Texto de lectura →
'''

Cuando le va bien un final, piensa: “Vamos por otro”, y entre risas admite: “Yo quiero recibirme a toda costa, quiero empezar a experimentar lo que siempre soñé, que me den el título y trabajar de esto”. Hubo un momento puntual donde se decidió por la medicina, y tuvo mucho que ver las charlas que mantuvo con los cirujanos que le realizaron cirugías plásticas reparatorias durante su adolescencia. “Ver cómo hablaban de lo que se podía hacer, lo que no, para mí eran como héroes, y quería ser como ellos”, explica. Aclara que no sufrió bullying, pero sí se enfrentó a miradas fijas de otros niños en distintos momentos de su vida.
“A veces los nenes en salita de tres se quedaban mirándolo y capaz le preguntaban qué le había pasado, y él les decía: ‘Yo cuando era chiquitito tuve cáncer y me operaron’, y por ahí era medio fuerte, pero lo fue superando con el tiempo”, asegura Clarita. En 2018 le hicieron la última operación estética, aunque tenía planeado hacerse otra en 2019, año en que ingresó a la universidad. Primero eligió postergarla, y después optó por suspenderla definitivamente. “Fue una sabia decisión porque después vino la pandemia, pero después hice un click y me dije: ‘¿Para qué voy a intentar cambiar lo que soy?’, si sé que esto soy yo, con las secuelas estéticas que tengo, con lo que sea, soy yo; y no puedo tapar el sol con la mano porque este es el Matias que todo el mundo conoce, esta es mi esencia y no la quiero cambiar”, expresa, y agradece que sus padres lo hayan ayudado a cultivar una autoestima fuerte con su amor, perseverancia y los valores que le inculcaron.
Carlos, su papá, sigue trabajando como empleado bancario y le faltan dos años para jubilarse. “Soy un pibe todavía”, dice entre risas durante la comunicación con este medio, de la que participa toda la familia. “Me estoy esforzando para que después rinda sus frutos”, agrega, y asegura que posiblemente su retiro coincida con la graduación de Matias, y como el mayor ya se recibió de Licenciado en Marketing, una vez que sus dos hijos estén recibidos, planea irse de viaje con su esposa a unas merecidas vacaciones.
Sobre el final de la conversación Clarita, que inspira tanta luminosidad como su nombre lo indica, cuenta que en Misiones colabora cada vez que puede con la ONG Asociación Civil Creación, que ayuda a niños que están en tratamiento oncológico. “Brindan contención, y a futuro quieren tener un hospedaje, similar a lo que nosotros tuvimos en Buenos Aires, porque hay gente que viene del interior de la provincia, muy humilde, con un diagnóstico que no tienen ni idea de lo que les está pasando, de pronto se tienen que quedar internados y no tienen ni ropa, entonces ayudamos con mercadería, con indumentaria, con lo que podamos”, detalla.
Fiel a su vocación de servicio, Matias pone a disposición su cuenta de Instagram -@matimelnik-, donde va mostrando su día a día, y confiesa que todavía no se decide entre dos especialidades: cirujano, por un lado, o anestesiólogo, por el otro. Tomará la decisión más adelante, mientras sigue firme en su meta. “Me gustaría decirle a todos los que estén pasando algo así, que hay que pelearla y cumplir el tratamiento tal cual los médicos dicen, porque los controles son primordiales, así como la prevención, y cada año hacerse los chequeos ”, remarca. Y concluye: “Es un concepto errado pensar que te dan el diagnóstico de cáncer y ya no hay nada más que hacer, porque cuanto más a tiempo se detecte, más tratable es, y más posibilidades de salir adelante va a haber, por lo que es importante cumplir con las prácticas preventivas, porque para eso nos estamos preparando los futuros médicos, para darles la buena salud que se merecen”.

'''

Preguntas de comprensión →
1. Reproduce el pasaje del texto sobre Matias que comienza en las palabras "Carlos, su papá, sigue" y termina después de "unas merecidas vacaciones.".
2. Enumera todos los nombres propios de personas que aparecen en el texto sobre Matias.

Datos proporcionados →
'''

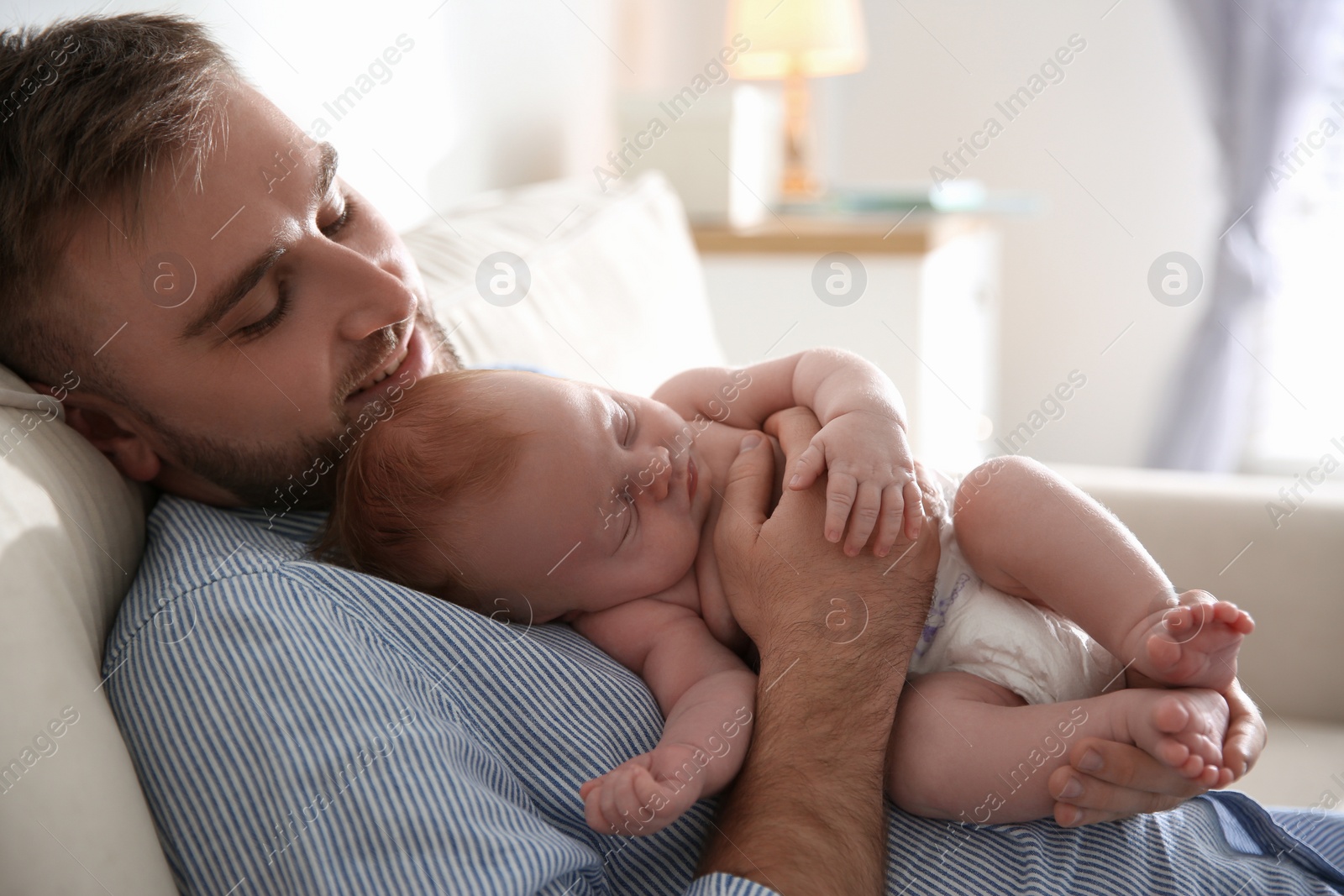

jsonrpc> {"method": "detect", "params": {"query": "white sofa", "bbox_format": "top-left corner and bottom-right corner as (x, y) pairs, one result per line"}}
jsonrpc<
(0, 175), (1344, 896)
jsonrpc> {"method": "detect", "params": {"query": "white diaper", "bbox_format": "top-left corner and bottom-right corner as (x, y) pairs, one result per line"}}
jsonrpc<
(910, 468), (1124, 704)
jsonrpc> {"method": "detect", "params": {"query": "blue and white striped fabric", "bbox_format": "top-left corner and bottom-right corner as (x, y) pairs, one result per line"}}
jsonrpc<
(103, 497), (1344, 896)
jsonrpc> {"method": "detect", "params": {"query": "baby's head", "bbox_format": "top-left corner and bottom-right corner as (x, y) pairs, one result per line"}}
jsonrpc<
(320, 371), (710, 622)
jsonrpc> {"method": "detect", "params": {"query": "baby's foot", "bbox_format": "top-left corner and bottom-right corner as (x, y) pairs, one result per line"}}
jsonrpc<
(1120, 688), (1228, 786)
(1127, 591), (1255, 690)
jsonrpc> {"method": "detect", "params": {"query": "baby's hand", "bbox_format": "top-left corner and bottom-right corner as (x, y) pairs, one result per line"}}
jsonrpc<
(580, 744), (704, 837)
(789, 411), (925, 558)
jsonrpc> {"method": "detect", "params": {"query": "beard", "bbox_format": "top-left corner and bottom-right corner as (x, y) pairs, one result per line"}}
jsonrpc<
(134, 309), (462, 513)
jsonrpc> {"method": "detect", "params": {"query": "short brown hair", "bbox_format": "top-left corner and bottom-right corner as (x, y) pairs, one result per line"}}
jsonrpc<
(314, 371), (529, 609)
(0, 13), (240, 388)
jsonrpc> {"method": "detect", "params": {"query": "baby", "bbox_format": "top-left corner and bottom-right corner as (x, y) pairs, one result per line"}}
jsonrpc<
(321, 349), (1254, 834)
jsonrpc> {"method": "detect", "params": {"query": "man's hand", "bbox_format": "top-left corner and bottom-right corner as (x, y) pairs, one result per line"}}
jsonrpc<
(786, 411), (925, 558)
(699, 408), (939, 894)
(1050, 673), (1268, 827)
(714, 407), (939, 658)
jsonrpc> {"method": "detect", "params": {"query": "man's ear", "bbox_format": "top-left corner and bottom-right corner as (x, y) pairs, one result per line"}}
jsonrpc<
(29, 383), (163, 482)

'''
'''

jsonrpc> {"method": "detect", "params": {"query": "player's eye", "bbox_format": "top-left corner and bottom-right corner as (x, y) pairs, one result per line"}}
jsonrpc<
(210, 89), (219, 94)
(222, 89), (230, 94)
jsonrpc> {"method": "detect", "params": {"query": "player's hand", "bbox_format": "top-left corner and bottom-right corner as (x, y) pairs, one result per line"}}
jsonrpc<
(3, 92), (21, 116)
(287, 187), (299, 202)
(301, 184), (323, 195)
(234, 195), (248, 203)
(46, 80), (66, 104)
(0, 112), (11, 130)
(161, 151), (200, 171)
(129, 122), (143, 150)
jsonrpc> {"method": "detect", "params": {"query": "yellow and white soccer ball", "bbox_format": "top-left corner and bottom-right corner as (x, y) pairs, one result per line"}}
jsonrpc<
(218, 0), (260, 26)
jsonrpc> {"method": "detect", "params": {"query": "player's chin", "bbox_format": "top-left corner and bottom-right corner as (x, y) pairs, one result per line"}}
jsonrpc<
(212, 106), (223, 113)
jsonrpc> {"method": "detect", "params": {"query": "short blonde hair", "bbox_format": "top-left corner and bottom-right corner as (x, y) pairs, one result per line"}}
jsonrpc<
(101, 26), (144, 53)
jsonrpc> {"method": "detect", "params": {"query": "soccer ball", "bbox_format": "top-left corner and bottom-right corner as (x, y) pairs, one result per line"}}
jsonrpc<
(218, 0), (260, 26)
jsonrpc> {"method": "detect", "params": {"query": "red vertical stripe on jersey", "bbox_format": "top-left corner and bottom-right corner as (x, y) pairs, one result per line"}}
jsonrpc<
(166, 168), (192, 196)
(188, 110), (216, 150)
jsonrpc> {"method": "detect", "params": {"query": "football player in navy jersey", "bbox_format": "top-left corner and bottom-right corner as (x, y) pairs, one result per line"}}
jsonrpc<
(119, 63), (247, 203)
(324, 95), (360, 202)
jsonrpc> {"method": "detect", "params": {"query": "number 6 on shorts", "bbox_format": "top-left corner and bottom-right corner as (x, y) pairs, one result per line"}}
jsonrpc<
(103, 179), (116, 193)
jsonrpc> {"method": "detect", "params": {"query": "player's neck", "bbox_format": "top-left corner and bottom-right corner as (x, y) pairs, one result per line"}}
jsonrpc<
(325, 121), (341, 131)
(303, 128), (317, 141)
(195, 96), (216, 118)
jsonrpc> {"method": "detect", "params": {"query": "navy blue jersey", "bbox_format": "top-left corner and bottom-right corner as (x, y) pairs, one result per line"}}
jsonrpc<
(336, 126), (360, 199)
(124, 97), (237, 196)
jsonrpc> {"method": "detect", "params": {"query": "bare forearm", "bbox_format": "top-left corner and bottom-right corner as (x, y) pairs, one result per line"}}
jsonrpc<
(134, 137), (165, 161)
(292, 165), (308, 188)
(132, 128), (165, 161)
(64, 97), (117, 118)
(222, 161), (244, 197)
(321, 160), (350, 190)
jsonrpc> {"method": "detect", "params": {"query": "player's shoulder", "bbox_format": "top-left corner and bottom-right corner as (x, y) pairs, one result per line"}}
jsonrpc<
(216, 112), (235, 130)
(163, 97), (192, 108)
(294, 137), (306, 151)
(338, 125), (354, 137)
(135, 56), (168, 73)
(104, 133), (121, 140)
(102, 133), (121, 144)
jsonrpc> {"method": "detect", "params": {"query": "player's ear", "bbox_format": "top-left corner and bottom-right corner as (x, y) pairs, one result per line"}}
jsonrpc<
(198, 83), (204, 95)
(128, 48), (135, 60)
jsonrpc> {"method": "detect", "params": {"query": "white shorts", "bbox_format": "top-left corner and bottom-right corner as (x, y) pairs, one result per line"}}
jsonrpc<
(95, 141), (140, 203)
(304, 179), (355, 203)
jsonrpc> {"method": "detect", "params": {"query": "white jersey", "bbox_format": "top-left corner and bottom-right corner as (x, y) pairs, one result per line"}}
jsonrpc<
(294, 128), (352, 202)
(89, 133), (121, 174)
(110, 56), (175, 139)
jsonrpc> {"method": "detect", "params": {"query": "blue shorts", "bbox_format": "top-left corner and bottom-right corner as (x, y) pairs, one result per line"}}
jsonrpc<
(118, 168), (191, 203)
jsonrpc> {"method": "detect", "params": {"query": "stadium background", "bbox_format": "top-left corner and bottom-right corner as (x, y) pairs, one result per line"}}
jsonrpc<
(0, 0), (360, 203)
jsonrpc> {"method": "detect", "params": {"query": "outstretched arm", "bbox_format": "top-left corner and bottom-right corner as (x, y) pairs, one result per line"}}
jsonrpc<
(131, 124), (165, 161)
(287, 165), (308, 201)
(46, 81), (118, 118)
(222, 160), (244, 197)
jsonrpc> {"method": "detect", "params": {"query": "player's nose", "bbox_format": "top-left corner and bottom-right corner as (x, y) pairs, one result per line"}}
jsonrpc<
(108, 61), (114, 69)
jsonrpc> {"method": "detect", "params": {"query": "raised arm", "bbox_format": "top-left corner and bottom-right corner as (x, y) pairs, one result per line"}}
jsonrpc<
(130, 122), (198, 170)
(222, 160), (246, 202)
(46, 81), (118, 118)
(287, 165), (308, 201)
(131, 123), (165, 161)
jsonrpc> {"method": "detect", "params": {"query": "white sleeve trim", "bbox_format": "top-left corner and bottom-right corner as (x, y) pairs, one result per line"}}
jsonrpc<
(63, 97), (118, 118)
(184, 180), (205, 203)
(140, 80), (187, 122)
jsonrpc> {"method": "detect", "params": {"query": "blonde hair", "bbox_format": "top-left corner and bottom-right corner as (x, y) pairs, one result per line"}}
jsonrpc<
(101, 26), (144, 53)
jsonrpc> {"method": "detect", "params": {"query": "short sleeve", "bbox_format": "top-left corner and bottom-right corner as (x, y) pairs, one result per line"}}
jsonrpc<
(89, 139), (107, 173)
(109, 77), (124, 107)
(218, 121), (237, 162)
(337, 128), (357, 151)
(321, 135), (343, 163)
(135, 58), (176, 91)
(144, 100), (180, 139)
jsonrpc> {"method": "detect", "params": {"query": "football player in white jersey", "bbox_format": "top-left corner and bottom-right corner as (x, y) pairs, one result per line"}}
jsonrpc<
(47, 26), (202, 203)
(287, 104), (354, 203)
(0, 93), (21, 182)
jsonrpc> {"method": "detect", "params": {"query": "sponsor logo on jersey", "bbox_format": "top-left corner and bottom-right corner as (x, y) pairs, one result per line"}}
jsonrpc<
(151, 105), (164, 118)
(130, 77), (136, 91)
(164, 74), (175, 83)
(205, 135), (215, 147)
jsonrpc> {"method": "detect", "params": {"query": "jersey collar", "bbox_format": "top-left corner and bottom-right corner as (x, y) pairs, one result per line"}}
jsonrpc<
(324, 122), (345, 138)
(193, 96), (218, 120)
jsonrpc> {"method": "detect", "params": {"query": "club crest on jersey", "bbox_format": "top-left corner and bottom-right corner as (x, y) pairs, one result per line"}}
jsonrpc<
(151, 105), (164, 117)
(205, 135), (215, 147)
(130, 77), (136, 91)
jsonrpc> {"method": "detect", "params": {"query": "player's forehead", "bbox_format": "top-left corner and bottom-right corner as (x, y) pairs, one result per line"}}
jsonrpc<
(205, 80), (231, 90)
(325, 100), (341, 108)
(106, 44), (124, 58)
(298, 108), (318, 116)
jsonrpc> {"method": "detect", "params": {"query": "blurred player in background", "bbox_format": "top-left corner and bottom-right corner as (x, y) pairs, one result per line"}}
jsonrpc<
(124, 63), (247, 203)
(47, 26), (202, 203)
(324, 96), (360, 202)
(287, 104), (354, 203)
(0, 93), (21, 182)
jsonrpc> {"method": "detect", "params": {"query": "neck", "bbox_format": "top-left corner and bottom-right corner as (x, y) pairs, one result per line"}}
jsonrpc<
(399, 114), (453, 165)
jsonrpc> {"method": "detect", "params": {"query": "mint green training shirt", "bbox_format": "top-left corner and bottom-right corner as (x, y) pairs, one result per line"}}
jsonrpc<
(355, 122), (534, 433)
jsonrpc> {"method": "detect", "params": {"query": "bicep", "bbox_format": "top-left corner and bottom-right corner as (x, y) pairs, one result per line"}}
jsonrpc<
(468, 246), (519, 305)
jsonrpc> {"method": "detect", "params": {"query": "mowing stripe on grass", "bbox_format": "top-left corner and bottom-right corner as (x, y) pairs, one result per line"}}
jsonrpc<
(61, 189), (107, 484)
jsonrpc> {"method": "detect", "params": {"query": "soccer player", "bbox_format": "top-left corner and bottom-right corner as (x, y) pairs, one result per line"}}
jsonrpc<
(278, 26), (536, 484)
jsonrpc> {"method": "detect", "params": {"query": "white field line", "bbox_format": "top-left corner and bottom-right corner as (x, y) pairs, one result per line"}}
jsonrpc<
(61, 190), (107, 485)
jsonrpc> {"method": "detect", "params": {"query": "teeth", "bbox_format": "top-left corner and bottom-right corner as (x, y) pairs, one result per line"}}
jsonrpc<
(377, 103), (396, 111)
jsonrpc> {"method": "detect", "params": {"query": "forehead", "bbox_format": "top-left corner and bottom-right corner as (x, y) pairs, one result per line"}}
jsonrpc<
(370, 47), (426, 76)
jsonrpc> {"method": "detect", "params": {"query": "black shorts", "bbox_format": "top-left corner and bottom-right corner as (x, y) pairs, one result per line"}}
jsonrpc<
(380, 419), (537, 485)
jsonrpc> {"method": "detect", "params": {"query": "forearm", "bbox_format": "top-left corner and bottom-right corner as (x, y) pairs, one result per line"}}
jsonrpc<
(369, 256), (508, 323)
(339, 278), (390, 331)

'''
'''

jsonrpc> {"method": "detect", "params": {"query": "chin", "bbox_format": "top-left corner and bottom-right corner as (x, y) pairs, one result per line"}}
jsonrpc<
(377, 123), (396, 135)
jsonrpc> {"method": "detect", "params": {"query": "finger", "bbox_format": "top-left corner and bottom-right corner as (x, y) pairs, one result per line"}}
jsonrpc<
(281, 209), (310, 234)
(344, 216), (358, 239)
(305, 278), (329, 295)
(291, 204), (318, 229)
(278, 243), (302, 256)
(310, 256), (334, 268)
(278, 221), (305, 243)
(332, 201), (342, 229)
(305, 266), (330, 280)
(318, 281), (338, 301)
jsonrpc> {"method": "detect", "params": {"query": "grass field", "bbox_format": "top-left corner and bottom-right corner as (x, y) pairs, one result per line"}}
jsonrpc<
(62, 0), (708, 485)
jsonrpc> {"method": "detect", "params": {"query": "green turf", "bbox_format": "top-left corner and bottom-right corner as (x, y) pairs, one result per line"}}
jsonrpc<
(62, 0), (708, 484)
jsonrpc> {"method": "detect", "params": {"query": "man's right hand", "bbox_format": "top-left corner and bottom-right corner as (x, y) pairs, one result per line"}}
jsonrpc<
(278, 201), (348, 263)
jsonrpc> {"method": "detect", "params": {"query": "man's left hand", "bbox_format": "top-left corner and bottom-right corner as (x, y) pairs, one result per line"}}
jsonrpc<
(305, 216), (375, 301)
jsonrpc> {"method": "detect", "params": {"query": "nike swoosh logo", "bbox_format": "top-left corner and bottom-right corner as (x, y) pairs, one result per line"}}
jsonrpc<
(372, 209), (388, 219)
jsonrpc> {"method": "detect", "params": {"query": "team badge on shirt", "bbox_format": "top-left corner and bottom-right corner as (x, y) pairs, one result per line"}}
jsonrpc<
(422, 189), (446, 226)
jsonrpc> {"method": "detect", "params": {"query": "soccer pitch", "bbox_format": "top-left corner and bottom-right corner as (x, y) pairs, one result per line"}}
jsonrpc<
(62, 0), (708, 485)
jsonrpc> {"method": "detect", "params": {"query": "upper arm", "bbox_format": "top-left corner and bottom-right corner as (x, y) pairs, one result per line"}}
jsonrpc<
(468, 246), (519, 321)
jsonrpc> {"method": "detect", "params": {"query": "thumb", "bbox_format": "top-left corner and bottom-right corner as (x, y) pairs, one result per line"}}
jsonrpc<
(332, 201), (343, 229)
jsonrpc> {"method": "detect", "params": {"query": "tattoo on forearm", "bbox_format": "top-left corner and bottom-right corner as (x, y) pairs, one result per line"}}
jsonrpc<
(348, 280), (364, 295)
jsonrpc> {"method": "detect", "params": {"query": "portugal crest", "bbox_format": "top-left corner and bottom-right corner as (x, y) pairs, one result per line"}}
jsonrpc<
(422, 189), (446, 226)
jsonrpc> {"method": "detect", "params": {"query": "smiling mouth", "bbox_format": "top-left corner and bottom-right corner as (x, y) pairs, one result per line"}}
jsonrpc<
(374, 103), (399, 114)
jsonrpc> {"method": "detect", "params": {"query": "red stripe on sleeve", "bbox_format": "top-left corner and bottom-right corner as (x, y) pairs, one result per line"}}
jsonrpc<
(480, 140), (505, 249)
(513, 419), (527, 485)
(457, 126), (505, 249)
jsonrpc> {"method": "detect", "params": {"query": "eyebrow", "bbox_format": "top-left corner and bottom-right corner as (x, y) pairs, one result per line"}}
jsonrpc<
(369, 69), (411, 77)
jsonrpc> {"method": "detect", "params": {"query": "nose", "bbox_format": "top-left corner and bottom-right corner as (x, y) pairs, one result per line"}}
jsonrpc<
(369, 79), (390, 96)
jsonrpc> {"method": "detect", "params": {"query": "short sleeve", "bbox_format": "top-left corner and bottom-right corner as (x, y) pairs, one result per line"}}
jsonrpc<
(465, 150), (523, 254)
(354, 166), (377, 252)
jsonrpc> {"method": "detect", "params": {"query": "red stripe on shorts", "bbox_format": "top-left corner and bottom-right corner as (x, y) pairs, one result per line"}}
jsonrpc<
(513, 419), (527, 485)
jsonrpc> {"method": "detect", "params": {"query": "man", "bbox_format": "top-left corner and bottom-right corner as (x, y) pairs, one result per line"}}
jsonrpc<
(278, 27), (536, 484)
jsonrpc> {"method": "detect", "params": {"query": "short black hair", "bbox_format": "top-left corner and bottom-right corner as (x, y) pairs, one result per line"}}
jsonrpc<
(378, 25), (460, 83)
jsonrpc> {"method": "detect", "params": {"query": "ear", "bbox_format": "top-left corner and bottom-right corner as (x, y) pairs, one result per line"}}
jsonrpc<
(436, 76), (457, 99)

'''

Soluciones del ejercicio →
1.
Carlos, su papá, sigue trabajando como empleado bancario y le faltan dos años para jubilarse. “Soy un pibe todavía”, dice entre risas durante la comunicación con este medio, de la que participa toda la familia. “Me estoy esforzando para que después rinda sus frutos”, agrega, y asegura que posiblemente su retiro coincida con la graduación de Matias, y como el mayor ya se recibió de Licenciado en Marketing, una vez que sus dos hijos estén recibidos, planea irse de viaje con su esposa a unas merecidas vacaciones.

2. Matias, Clarita, Carlos